Task:
From the text on fairy tales and feminism below, list each thing women do regarding children that the text attributes to women rather than men.

Text under study:

-------------------------

It’s curious you should mention this old-fashioned princess scenario, because I wrote a novel using it. I come from a very non-traditional society, where you are a failure if you don’t have a career by thirty, or you stay at home to raise your children instead of having a career. So to me, it’s the old stories, the fairy tales, that are new and refreshing. The new scenario, when forced,is just as much a prison as the old. To force either choice is to pervert feminism, which should recognize the physical realities that underlie gender roles — and the old fairy tales. Which is one reason they are perpetually in print.
Children are at the center of the difference between men’s and women’s lives: the fact that it’s the woman who conceives and bears them, and it’s women alone who have the physical capacity to produce milk to feed them. This is a crucial point, historically. Today we have money and formula, but up till very recently, the mother had to have the baby near her at all times, or the baby would not get fed. This pretty much kept women out of most careers. Hence the inequality between women and men in the money-making world. Politics that ignores biology is useless.

-------------------------

Given records:
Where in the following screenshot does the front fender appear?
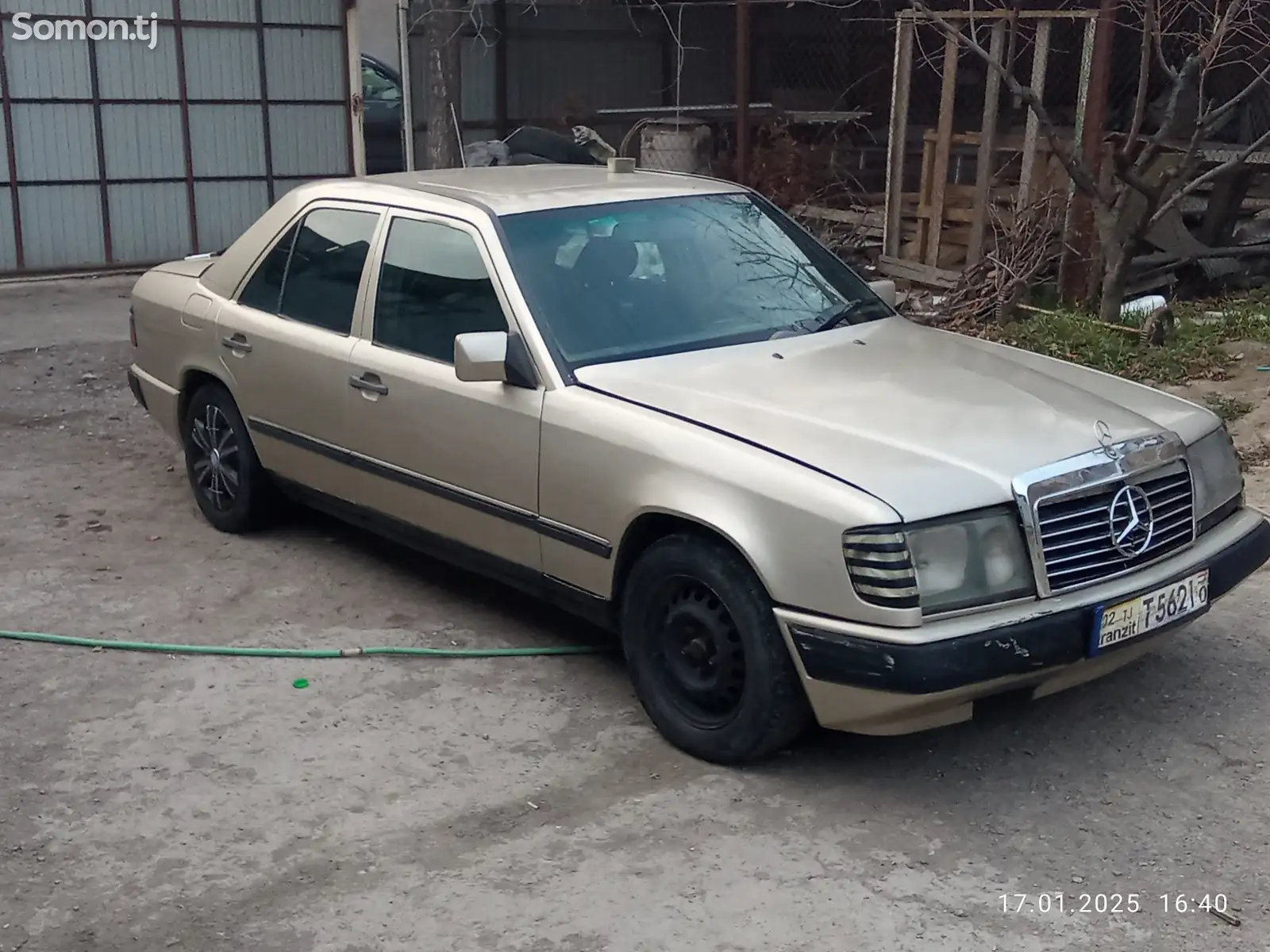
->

-------------------------

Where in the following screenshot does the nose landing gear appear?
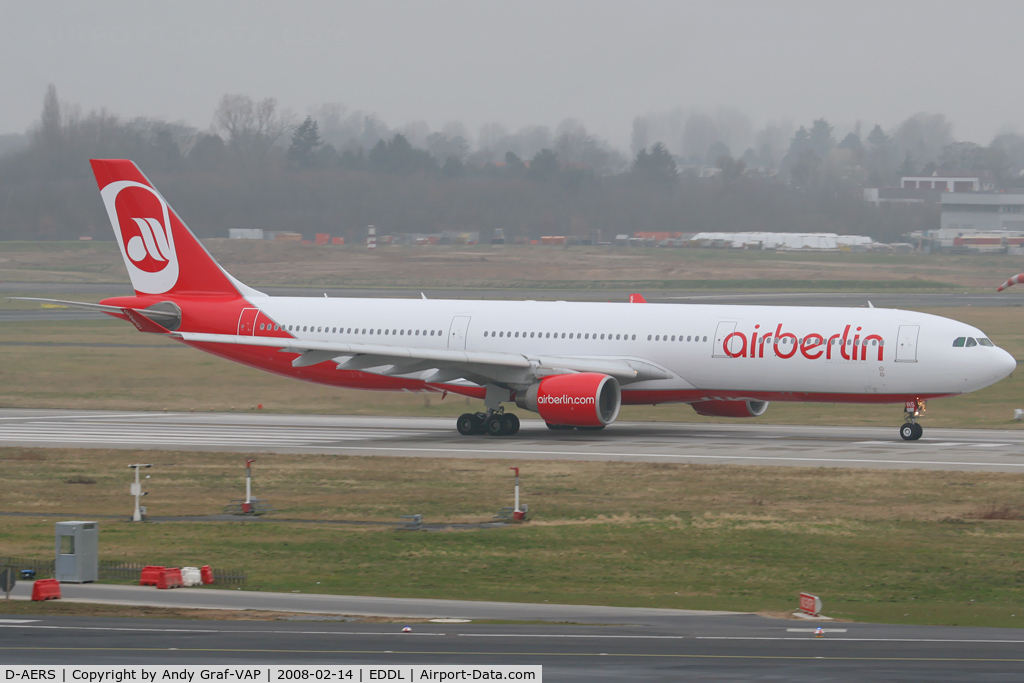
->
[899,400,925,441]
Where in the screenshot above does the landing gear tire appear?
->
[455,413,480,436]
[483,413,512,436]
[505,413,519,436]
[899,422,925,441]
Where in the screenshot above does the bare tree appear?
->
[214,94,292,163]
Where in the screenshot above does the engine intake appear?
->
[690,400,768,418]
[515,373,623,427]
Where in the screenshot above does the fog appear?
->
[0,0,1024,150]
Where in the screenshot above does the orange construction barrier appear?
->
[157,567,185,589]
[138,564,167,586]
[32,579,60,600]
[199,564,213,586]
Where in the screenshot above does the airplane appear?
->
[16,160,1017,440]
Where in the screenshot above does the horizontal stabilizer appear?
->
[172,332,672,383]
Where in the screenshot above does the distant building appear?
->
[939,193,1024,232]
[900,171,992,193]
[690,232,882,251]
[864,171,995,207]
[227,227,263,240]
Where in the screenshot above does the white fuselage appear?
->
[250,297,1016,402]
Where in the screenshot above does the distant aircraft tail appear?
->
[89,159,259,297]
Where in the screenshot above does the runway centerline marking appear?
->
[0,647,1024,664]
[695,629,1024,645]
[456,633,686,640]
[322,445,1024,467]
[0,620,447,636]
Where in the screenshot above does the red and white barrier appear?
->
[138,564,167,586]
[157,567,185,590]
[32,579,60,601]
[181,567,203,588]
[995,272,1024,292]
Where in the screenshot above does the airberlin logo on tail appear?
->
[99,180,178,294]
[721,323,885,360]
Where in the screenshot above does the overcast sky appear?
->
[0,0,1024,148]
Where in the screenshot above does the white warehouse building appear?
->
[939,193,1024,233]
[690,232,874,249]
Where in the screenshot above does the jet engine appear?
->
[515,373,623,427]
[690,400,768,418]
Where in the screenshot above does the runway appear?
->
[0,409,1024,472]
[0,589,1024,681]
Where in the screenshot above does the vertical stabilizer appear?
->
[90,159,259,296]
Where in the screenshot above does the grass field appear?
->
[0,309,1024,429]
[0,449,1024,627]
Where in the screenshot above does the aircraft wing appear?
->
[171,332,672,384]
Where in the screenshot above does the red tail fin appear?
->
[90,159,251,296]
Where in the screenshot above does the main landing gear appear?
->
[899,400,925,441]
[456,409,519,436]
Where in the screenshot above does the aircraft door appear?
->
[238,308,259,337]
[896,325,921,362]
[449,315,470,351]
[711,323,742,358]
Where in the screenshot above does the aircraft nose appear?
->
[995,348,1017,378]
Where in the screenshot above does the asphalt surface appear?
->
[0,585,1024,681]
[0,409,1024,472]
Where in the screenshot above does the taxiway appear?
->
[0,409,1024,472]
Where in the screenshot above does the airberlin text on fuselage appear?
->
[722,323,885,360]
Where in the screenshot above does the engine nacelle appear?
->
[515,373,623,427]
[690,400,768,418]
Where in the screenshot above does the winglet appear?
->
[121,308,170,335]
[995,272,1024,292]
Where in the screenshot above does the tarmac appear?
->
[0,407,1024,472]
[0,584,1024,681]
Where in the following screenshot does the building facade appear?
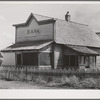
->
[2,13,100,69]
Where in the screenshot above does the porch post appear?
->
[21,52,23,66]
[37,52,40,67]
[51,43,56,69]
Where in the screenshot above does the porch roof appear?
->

-------------------------

Written solution:
- Conceiving children
- Bearing children
- Producing milk to feed them